WORK INSTRUCTIONS:
Write each line exactly, from the line that holds "Note to the class: find each instance of the coffee crema" through the final line of the material, and no other line.

PROVIDED DATA:
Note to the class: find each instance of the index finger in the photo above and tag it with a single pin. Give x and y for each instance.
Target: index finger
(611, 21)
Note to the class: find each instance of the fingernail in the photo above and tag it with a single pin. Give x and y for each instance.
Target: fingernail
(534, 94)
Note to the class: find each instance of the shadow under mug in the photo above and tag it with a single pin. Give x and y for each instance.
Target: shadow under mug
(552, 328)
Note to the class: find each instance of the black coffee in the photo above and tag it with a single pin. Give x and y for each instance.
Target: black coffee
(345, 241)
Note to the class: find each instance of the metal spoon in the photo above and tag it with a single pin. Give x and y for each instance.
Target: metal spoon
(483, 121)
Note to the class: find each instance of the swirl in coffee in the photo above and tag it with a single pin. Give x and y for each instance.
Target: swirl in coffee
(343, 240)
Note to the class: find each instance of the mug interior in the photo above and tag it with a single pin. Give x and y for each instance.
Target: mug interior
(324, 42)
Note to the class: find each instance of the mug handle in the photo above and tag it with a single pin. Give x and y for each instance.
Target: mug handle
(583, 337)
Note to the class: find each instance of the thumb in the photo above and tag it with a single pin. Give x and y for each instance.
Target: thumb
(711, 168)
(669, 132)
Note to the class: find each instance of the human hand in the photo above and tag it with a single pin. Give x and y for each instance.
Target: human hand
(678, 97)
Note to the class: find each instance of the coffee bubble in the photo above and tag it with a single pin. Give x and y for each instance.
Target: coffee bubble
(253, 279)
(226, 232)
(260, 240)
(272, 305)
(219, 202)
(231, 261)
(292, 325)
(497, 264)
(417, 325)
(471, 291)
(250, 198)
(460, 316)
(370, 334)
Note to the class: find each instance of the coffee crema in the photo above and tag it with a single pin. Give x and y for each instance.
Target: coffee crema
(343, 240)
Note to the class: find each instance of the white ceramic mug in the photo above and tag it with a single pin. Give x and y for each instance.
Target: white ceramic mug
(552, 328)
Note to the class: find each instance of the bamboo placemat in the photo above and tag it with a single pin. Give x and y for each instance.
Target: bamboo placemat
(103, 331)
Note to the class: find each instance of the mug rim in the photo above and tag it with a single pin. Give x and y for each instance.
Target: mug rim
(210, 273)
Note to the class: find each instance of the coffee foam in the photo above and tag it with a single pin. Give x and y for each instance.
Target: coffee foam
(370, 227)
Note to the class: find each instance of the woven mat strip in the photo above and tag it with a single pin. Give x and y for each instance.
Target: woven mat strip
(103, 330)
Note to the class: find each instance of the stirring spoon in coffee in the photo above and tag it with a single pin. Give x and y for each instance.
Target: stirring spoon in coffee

EXPECTED ANSWER:
Note to the class: find each instance of the coffee crema in the photo above and tag it with a single pin. Give x and y for each instance.
Target: coffee crema
(343, 240)
Note to the class: find each instance of the white ceramic mug in the photo above and tag it with a single pin. Give x and y for each instance.
Target: white ceramic mug
(552, 328)
Note to the class: find each instance of the bamboo placemat in the photo above and tag it with a single pin. Give x and y for each instance.
Target: bamboo placemat
(103, 331)
Note to the class: find each instance of the mug rim in the photo above and tag it with a single pin. Give x and y for each instance.
Target: mug rim
(210, 273)
Note to the class: find each instance of the coffee foam in the photo above and tag it with a single pin. Give x and y for each instance.
Target: coffee foam
(370, 227)
Note to the class: find each instance of the woven mat strip in the photo above and tag it with a single pin. Give x and y for each instance.
Target: woven mat strip
(103, 330)
Note to the class: find each instance of the stirring spoon in coffee in the photo above and tag it with a single pin. Give x and y for each instance.
Target: stirring spoon in coffee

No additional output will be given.